Every line below should be repeated exactly.

BEGIN EXTRACTED DATA

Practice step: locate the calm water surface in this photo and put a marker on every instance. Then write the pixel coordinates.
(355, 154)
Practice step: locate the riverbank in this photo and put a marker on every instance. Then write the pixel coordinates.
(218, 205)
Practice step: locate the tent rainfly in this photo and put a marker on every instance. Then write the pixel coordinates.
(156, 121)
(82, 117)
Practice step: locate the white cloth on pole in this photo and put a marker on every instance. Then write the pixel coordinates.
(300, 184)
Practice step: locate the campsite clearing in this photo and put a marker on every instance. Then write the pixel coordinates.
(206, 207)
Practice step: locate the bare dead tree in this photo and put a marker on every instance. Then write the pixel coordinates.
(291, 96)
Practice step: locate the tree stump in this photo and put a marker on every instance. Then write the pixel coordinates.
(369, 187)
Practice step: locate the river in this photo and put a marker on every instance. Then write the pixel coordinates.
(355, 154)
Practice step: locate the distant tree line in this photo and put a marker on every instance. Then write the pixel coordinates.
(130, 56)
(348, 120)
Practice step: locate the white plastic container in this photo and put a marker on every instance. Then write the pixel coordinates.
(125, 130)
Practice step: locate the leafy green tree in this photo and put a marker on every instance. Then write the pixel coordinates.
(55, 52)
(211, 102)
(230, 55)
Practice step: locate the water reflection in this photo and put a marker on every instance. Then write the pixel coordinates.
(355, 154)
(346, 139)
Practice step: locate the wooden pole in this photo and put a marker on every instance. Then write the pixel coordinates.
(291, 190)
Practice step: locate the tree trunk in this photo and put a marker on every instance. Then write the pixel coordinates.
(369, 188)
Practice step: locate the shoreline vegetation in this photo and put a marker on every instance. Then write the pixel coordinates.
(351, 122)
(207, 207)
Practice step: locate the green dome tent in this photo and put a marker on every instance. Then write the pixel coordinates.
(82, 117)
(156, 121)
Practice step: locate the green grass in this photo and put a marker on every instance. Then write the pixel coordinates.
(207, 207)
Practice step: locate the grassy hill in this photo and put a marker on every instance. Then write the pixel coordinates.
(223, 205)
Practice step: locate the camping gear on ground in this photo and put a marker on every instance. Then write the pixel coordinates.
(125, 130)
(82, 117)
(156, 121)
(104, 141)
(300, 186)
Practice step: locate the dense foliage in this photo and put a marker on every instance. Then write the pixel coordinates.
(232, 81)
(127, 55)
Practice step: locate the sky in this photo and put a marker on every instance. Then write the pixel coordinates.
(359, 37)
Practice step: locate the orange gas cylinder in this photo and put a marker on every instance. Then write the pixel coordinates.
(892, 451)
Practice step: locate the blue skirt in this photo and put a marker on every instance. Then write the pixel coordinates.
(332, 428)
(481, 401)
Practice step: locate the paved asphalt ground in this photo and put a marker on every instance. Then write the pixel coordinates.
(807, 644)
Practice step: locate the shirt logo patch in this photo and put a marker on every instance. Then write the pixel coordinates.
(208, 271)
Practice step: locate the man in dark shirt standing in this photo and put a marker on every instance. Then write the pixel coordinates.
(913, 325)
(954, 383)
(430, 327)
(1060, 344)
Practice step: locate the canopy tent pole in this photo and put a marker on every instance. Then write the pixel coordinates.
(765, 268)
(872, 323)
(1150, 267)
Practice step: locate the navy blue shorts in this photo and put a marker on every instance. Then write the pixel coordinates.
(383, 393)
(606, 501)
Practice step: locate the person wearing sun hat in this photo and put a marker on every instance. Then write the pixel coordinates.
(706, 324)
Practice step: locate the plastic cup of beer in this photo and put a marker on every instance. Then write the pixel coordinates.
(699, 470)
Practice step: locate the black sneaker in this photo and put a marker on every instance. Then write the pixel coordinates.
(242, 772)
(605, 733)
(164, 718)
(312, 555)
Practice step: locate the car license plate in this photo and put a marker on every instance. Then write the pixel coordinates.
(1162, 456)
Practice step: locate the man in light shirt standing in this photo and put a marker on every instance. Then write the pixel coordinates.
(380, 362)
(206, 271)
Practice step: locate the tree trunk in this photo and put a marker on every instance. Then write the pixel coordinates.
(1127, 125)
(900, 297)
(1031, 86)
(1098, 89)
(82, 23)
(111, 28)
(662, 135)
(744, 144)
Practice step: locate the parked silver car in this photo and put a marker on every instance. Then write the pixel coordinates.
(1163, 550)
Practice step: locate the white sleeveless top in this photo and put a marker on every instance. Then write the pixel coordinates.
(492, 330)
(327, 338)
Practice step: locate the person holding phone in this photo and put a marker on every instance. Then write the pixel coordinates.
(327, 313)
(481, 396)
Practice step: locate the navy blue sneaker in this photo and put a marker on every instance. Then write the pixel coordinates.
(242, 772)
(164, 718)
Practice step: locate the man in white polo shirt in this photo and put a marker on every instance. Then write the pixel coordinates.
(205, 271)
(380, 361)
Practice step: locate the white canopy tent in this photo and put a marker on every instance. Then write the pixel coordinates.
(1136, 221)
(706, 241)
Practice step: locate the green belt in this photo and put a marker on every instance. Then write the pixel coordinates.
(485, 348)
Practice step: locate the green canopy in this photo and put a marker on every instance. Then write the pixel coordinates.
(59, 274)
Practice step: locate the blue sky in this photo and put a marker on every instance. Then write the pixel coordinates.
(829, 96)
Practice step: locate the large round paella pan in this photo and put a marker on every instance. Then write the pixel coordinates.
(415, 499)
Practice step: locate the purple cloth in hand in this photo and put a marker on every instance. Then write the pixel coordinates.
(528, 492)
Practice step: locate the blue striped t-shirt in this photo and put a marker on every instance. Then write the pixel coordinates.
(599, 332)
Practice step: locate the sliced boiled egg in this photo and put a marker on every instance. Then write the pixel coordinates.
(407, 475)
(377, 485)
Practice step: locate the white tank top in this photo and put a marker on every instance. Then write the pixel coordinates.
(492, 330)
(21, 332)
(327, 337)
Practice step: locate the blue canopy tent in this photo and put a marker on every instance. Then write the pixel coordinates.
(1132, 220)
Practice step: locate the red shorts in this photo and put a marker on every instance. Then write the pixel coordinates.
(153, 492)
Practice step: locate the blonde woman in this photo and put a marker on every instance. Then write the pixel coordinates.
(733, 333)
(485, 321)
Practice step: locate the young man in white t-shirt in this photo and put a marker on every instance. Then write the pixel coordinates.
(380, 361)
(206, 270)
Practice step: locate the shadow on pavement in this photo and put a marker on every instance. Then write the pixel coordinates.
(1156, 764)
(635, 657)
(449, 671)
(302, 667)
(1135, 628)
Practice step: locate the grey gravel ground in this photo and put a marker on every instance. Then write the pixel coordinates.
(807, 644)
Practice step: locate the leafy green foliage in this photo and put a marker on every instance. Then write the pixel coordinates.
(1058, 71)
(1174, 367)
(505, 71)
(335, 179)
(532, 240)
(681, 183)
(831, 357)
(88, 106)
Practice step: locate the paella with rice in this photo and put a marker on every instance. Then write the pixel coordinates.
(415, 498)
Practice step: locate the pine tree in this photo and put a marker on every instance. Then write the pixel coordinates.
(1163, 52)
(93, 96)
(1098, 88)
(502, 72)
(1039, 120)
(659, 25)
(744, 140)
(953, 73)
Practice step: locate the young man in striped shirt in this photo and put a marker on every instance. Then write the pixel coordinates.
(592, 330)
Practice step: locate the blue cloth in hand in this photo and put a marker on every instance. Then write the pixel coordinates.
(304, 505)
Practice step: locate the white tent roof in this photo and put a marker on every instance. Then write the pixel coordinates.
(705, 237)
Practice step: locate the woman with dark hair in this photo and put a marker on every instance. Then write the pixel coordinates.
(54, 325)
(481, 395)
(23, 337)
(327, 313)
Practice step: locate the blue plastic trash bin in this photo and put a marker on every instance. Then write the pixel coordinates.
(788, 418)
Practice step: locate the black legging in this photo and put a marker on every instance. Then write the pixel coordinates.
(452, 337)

END EXTRACTED DATA

- RESULT OF THIS EXERCISE
Practice step: locate the calm water surface in this photo and put a marker on every instance. Then write the pixel coordinates.
(355, 154)
Practice step: locate the riverbank in this photo and put a marker on every instance. Then write the pixel coordinates.
(218, 205)
Practice step: locate the tent rainfly in this photo and put a marker on every instance. Then write the pixel coordinates.
(156, 121)
(82, 117)
Practice step: locate the white cloth on pole in this photo and put a marker on every instance. Then write the pixel coordinates.
(300, 184)
Practice step: locate the campsite clearing in this photo and put a marker on every instance. Then write the pixel coordinates.
(206, 207)
Practice step: locate the bare dead tree in this photo and put a marker on every instance. Then write the pixel coordinates.
(291, 96)
Practice step: locate the tree stump in this photo and put a marker on every instance. Then write the pixel coordinates.
(369, 187)
Practice step: locate the river in this photo and put a marker on every instance. Then write the pixel coordinates.
(355, 154)
Practice step: locate the distant tree line in this photo and put a marker on every instance. Then write the pixel coordinates.
(130, 56)
(348, 120)
Practice step: locate the white plastic container in this photo and put a marker on every instance. Then write the pixel coordinates.
(125, 130)
Practice step: locate the leafy green tree in this photo and put a marker on every instance. Then write the pixel coordinates.
(55, 52)
(211, 102)
(230, 55)
Practice step: locate the water reflection in this photo and put a marker on every instance. Then write the pixel coordinates.
(355, 154)
(346, 139)
Practice step: locate the wooden pole in this photo and put a marker on every instance. Then write the pixel coordinates.
(291, 190)
Practice step: locate the tree trunk in this photo and put a marker on every instance. Then write the pixel coordinates.
(369, 188)
Practice step: locate the shoreline vegetation in this photo and put a marker on every instance. Then write the pixel coordinates.
(351, 122)
(207, 207)
Practice step: locate the green dome tent in this photo and put a marker on every instance. Then write the pixel coordinates.
(82, 117)
(156, 121)
Practice step: locate the green grass in this photo and put a marker on every instance. Then write the pixel coordinates.
(207, 207)
Practice step: locate the grassy hill in this photo and put a marker on every instance. Then write the pixel coordinates.
(223, 205)
Practice step: locate the camping gear on ground in this photo and put a marker on every instance. Then write the pixel coordinates.
(125, 130)
(82, 117)
(156, 121)
(104, 141)
(300, 186)
Practice step: locate the dense foliage in this photo and put a marker on every instance. Then write the pixel coordinates.
(232, 81)
(127, 55)
Practice step: locate the sky in this photo and put a marker on every instance. Then write the pixel coordinates.
(359, 37)
Practice step: locate the orange gas cylinder in this photo and put a marker on every instance. Then write the pixel coordinates.
(892, 451)
Practice step: locate the blue skirt in this photo and put a marker on every instance. Then write the pixel coordinates.
(332, 428)
(481, 401)
Practice step: locate the paved asphalt ground in this photo and put a marker on every instance. Then write the pixel coordinates.
(807, 644)
Practice step: locate the shirt logo patch in this photo and put a marker on every instance. Then write the pixel coordinates.
(208, 271)
Practice step: locate the man in dark shirt standing in this photo and put a marker on every instance. Then write the pixel coordinates.
(913, 325)
(954, 383)
(430, 327)
(1060, 344)
Practice step: locate the canopy tent pole in this photo and put a marker on every instance. Then write the pixel coordinates.
(765, 268)
(872, 323)
(1150, 267)
Practice step: locate the navy blue shorts in this photo and put a marker on every instance. Then write the pixel coordinates.
(383, 393)
(606, 501)
Practice step: locate the person wearing sun hat in this photo and put a marker on every instance. Then write the pixel coordinates.
(706, 324)
Practice step: locate the plastic cup of beer in this photo and put a marker on every instance. Then write the pixel coordinates.
(699, 470)
Practice step: locate the black sneaker in this photo and put a marker on every instance. Then write the pixel coordinates.
(242, 772)
(605, 733)
(164, 718)
(312, 555)
Practice step: locate the car license plate in this photo and put a marker on every instance. Then write the pixel coordinates.
(1162, 456)
Practice step: locate the man in light shirt standing in this photo and put a marker on every instance. Then write the pixel coordinates.
(380, 362)
(206, 271)
Practice step: locate the tree trunk in this photo and put a marker on every instance. Then write the pixel coordinates.
(1127, 125)
(900, 297)
(1031, 86)
(1098, 89)
(82, 23)
(111, 28)
(662, 135)
(744, 144)
Practice step: locate the parked silver car in this photo and put a marker on every instance. Then write the pixel coordinates.
(1163, 550)
Practice step: locate the white sleeveless top in this photo and put a marker on every instance. Then write the pixel coordinates.
(492, 330)
(327, 338)
Practice step: locate the person holding phone in this photo and put a marker on every instance. Then write the pixel coordinates.
(327, 313)
(481, 396)
Practice step: locate the navy blue sneaker in this photo and put a marker on every instance. Then write the pixel coordinates.
(242, 772)
(164, 718)
Practice step: locate the man in white polo shirt in this photo and put a marker on every instance. Then write the pixel coordinates.
(205, 271)
(380, 361)
Practice step: locate the white canopy tent in this photo and put a marker on every instance. Then write the pixel coordinates.
(1136, 221)
(706, 241)
Practice step: locate the green belt in this photo and put a marker on every instance. Then write the pixel coordinates.
(485, 348)
Practice step: locate the green canopy in this photo and put a marker on every instance. Then write the pixel coordinates.
(59, 274)
Practice step: locate the blue sky in this photo and put a marker on every instance. Then write the pixel coordinates.
(829, 96)
Practice step: locate the large round paella pan in this photo and put a marker on every instance. Then write the pixel coordinates.
(415, 499)
Practice step: locate the purple cloth in hand in this photo and put a marker on every instance. Then write the pixel coordinates.
(528, 492)
Practice step: locate the blue striped t-shirt in this photo and put a marker on every instance. Then write the pixel coordinates.
(599, 332)
Practice step: locate the sliced boiled egg in this photo and put a marker on every instance. Then write the pixel coordinates.
(407, 475)
(377, 485)
Practice step: locate the white tank top in this photo and put a marker on every instance. Then write the pixel coordinates.
(492, 330)
(21, 332)
(327, 337)
Practice step: locate the blue canopy tent in this photo and put a marker on every instance. Then write the pixel coordinates.
(1132, 220)
Practice step: locate the red shorts in this photo and put a marker on every instance. Then write the pixel coordinates.
(153, 492)
Practice step: locate the blonde woman in this photo and put a marker on every instance. Then write the pixel coordinates.
(733, 333)
(485, 321)
Practice step: locate the young man in white t-shirt in this photo and put a marker on every instance. Then write the pixel coordinates.
(380, 361)
(206, 270)
Practice step: locate the shadow on pavement in this photo and put a marker on every instance. Then write the pixel coordinates.
(1156, 764)
(635, 657)
(449, 671)
(302, 667)
(1135, 628)
Practice step: locate the grey gravel ground in this photo and put a marker on every instance. Then write the pixel coordinates.
(807, 644)
Practice step: locate the leafy green foliage in this photo and put a marker on every instance. Then write the pixel coordinates.
(1058, 71)
(1174, 367)
(505, 71)
(335, 179)
(532, 240)
(681, 183)
(831, 357)
(88, 106)
Practice step: locate the paella with rice in this photo and put a marker on every instance. Then write the pixel coordinates.
(415, 498)
Practice step: locate the pine tree in this photo and put a marker on every instance. Then write the pixel coordinates.
(1163, 52)
(93, 96)
(1098, 88)
(502, 72)
(1039, 120)
(659, 25)
(744, 140)
(953, 73)
Practice step: locate the young man in striped shirt in this photo and put a marker on every instance. Then write the pixel coordinates.
(592, 330)
Practice step: locate the blue cloth in hand in this photo and put a marker on every instance. Then write the pixel coordinates.
(304, 505)
Practice step: locate the white tent roof in this photo and put a marker on every instance. Then write the pixel coordinates.
(705, 237)
Practice step: locate the woman with dark hair in this photo and put a marker on every instance. Then write the pixel coordinates.
(54, 325)
(481, 395)
(23, 337)
(327, 313)
Practice step: locate the blue plastic trash bin in this photo and put a marker on every instance. Then write the pixel coordinates.
(788, 418)
Practice step: locate the black legging in this photo and put a marker on every instance. Then write the pixel coordinates.
(452, 337)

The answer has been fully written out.